Task prompt — From the page text below, list every .NET dependency named under "Import modules."

Page text —
────────────────────

By the end of this sample, you will have learned how to:

- Perform OCR analysis on a document using Azure AI Document Intelligence.
- Use prompt engineering techniques to instruct GPT-4o to locate specific words to redact from the OCR analysis result.
- Use the [Structured Outputs feature](https://learn.microsoft.com/en-us/azure/ai-services/openai/how-to/structured-outputs?tabs=python-secure) to generate a consistent response from Azure OpenAI's GPT-4o model.
- Redact words from a document using the results from the GPT-4o model.
- Save the redacted document to an output file.

## Useful Tips

- Combine this technique with a [page classification](../classification/README.md) approach to reduce the number of pages to redact to only those that match your criteria for redaction.
- You can also combine this technique with a post-processing [document data extraction](../extraction/README.md) approach to extract specific information from the document after redaction.

## Setup

### Import modules

This sample takes advantage of the following .NET dependencies:

- **Azure.AI.DocumentIntelligence** to interface with the Azure AI Document Intelligence API for analyzing documents.
- **Azure.AI.OpenAI** to interface with the Azure OpenAI chat completions API to generate structured redaction outputs using the GPT-4o model.
- **Azure.Identity** to securely authenticate with deployed Azure Services using Microsoft Entra ID credentials.
- **pdf2image-dotnet** for converting a PDF file into a set of images per page.
- **SkiaSharp** for manipulating the page images to redact words.

The following local components are also used:

- [**Redaction**](../../modules/samples/models/Redaction.csx) to provide the expected structured output JSON schema for redactions in documents.
- [**OpenAIStructuredOutputsHelpers**](../../modules/samples/helpers/OpenAIStructuredOutputsHelpers.csx) to generate structured outputs from the OpenAI API and provide parsing functions for the response output.
- [**AccuracyEvaluator**](../../modules/samples/evaluation/AccuracyEvaluator.csx) to evaluate the output of the redaction process with expected results.

────────────────────

[Natural-language object grounding data]
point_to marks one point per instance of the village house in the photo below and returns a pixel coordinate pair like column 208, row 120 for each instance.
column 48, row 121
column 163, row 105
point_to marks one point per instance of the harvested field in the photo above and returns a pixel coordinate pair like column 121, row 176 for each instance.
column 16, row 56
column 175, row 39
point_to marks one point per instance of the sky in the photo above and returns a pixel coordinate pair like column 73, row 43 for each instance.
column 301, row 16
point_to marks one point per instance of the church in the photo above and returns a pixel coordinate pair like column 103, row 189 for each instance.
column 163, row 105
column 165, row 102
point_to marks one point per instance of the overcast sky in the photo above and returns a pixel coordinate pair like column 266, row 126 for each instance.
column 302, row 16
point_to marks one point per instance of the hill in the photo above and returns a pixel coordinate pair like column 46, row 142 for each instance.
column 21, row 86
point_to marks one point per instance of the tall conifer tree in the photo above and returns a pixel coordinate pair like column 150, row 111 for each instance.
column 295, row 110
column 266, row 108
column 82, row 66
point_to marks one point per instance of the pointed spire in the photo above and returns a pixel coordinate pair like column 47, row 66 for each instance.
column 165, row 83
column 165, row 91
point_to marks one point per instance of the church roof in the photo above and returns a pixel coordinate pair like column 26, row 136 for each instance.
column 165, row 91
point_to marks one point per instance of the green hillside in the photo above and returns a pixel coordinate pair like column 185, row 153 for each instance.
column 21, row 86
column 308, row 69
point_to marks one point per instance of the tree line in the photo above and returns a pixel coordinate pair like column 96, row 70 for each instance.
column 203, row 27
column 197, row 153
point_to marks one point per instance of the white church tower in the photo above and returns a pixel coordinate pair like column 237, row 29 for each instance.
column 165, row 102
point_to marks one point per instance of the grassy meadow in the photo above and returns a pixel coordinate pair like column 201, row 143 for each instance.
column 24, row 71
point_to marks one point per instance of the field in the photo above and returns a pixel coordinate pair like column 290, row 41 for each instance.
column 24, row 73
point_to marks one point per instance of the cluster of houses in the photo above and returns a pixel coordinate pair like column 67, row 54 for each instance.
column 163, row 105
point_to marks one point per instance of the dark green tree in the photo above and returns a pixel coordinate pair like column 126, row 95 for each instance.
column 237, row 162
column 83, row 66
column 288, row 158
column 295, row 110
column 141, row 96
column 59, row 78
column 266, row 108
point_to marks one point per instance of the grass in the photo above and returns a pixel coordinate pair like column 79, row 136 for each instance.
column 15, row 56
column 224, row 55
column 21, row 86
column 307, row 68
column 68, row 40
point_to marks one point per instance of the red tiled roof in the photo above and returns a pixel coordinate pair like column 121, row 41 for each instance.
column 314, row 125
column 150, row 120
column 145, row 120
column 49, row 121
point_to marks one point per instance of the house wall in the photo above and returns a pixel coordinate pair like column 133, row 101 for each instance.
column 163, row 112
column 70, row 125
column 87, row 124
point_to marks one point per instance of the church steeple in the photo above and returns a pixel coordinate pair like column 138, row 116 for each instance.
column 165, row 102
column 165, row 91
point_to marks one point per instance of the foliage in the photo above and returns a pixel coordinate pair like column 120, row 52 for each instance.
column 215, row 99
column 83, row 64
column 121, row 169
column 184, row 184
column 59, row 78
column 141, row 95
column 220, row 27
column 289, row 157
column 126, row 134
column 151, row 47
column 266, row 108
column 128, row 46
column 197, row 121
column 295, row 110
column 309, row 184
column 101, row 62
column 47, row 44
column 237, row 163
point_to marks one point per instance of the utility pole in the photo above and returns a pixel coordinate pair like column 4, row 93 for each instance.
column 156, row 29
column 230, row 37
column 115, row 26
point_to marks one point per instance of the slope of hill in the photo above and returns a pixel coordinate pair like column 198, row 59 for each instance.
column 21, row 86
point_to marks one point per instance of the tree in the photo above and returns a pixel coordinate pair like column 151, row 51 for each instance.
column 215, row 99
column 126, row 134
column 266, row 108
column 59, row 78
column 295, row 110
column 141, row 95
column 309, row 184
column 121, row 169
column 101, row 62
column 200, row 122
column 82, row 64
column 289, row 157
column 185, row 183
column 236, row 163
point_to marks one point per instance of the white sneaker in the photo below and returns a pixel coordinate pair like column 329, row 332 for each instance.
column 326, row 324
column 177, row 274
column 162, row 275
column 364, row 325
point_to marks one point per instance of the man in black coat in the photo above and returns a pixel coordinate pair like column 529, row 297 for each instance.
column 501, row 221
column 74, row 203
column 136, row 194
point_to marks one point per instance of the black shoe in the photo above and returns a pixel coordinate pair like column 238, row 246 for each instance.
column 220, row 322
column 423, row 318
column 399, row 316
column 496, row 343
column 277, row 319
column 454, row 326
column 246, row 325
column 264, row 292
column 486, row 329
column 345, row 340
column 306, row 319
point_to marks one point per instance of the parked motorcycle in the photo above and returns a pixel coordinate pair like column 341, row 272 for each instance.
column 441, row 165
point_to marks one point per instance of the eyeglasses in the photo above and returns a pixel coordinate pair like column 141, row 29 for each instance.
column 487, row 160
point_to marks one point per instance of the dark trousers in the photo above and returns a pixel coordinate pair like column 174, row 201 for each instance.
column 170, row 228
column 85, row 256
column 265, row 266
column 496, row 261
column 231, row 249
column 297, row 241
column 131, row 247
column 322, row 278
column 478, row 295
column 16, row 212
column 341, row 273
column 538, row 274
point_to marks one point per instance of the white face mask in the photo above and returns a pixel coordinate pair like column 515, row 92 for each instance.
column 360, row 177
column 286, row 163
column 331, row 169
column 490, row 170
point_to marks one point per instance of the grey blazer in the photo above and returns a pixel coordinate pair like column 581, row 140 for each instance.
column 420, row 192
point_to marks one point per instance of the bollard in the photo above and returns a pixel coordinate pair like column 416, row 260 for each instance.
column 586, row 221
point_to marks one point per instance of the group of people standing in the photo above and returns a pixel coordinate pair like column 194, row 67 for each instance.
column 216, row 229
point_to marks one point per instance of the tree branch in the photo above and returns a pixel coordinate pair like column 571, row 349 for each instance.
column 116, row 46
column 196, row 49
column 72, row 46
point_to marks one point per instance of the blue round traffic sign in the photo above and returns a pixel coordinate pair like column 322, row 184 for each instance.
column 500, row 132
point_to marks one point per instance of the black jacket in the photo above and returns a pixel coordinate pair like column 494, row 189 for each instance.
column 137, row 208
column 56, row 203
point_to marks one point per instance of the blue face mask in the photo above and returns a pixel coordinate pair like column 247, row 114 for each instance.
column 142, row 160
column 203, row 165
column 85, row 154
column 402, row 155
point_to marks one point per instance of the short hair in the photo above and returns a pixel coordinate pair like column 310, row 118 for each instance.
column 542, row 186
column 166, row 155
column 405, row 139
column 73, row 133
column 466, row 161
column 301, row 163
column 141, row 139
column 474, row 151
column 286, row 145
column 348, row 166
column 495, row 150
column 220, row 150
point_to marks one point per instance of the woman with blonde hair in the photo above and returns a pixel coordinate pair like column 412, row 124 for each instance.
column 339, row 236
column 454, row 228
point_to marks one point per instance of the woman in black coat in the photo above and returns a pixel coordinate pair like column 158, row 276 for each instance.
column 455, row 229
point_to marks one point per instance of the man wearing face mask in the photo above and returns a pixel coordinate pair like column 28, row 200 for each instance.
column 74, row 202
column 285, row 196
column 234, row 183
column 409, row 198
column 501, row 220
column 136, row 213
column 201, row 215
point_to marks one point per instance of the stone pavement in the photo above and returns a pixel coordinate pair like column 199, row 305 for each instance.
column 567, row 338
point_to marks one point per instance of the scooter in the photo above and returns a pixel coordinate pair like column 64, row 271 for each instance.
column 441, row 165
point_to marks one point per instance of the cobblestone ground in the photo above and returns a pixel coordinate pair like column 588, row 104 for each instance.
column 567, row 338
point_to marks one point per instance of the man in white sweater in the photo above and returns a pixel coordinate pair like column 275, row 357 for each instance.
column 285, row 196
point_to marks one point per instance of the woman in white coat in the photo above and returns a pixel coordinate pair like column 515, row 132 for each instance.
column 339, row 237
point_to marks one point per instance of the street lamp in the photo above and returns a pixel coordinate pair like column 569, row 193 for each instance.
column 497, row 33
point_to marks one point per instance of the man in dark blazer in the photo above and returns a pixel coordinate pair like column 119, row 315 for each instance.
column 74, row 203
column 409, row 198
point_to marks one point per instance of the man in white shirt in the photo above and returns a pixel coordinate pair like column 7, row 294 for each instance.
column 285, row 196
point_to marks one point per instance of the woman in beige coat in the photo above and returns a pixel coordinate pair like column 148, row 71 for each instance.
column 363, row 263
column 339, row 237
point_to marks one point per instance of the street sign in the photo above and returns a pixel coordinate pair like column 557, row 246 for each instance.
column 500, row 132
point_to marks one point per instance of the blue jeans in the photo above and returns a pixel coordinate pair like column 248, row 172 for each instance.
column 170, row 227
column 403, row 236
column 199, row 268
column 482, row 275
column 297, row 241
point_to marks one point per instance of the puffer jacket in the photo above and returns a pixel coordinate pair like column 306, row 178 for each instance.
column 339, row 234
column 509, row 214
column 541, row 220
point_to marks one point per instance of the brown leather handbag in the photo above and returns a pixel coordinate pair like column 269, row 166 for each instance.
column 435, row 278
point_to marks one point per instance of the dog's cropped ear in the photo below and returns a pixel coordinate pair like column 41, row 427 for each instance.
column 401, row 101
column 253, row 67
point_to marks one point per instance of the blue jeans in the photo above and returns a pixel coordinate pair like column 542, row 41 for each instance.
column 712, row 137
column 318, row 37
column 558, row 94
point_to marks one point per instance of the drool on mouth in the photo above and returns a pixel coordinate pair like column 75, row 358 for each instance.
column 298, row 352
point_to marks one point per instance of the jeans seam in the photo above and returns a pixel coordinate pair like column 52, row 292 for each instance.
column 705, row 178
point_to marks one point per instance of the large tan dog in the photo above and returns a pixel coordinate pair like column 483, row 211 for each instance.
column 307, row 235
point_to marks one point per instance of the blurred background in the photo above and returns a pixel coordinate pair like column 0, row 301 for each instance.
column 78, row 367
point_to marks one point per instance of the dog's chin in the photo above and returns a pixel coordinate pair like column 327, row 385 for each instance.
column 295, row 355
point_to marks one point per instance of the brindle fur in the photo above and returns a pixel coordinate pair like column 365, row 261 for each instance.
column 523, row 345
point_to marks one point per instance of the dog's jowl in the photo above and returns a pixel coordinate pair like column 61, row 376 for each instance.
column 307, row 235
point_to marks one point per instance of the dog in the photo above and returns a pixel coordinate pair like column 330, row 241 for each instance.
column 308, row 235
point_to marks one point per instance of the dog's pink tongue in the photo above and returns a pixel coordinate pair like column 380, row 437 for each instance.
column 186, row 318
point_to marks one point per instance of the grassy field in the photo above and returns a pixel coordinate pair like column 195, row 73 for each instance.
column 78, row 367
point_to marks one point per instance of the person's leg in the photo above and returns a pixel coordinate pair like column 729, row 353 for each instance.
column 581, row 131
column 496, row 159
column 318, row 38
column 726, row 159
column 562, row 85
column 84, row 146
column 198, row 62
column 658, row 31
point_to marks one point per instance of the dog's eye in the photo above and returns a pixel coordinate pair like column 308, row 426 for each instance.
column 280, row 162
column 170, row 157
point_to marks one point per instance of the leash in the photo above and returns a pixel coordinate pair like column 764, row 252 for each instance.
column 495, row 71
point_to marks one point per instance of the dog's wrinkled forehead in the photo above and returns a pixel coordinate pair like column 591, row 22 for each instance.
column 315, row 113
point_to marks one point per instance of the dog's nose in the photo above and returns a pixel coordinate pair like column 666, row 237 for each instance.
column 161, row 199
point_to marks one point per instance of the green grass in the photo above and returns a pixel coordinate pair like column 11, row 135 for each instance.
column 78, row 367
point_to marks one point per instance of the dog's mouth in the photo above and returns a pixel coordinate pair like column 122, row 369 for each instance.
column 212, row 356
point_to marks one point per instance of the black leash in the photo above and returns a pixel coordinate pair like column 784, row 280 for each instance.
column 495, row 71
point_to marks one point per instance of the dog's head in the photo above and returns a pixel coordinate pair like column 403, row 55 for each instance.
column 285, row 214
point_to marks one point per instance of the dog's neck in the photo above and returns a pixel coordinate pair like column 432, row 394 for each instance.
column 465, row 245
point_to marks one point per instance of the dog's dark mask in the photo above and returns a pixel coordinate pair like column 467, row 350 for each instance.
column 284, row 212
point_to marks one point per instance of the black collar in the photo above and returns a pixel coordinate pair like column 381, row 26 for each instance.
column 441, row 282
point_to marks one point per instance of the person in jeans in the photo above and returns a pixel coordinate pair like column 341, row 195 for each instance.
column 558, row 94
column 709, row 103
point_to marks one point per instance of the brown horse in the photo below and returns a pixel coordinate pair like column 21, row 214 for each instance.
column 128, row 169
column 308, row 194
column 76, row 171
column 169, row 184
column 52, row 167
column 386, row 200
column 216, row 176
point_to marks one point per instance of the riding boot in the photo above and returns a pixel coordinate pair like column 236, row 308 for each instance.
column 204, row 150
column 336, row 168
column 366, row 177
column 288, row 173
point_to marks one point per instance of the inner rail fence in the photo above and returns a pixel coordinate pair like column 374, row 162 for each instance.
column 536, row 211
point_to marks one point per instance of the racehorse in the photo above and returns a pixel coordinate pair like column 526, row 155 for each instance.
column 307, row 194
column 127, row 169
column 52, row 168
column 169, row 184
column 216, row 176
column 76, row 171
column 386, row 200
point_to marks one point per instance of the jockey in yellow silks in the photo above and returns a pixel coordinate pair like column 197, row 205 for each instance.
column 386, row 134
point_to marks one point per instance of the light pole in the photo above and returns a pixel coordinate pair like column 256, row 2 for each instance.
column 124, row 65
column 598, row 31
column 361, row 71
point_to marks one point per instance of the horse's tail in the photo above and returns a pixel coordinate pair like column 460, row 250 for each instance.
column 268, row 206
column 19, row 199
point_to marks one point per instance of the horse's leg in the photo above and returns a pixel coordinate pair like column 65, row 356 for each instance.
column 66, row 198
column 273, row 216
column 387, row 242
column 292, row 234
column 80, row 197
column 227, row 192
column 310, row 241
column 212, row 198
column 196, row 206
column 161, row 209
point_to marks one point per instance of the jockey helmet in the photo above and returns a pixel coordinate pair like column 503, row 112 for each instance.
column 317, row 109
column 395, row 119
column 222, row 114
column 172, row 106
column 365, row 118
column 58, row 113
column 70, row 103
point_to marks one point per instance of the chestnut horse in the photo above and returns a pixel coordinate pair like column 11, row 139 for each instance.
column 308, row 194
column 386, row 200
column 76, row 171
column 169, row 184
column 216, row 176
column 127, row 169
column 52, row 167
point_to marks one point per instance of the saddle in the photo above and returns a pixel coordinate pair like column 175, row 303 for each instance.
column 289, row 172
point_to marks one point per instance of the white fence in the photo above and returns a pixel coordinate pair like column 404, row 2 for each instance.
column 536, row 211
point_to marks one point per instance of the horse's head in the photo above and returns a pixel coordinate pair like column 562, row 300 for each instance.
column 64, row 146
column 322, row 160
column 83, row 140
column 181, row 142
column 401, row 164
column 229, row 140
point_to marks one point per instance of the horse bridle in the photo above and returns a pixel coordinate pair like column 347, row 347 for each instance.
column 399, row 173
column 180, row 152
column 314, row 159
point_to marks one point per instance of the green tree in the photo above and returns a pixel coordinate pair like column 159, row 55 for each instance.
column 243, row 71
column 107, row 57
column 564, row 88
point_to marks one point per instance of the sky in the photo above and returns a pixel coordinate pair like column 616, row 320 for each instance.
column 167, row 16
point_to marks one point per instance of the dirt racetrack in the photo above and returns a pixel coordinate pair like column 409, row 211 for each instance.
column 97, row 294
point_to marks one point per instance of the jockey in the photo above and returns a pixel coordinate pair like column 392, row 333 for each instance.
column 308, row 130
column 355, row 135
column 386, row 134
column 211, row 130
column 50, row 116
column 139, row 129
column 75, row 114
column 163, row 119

────────────────────

Expected answer — Azure.AI.DocumentIntelligence, Azure.AI.OpenAI, Azure.Identity, pdf2image-dotnet, SkiaSharp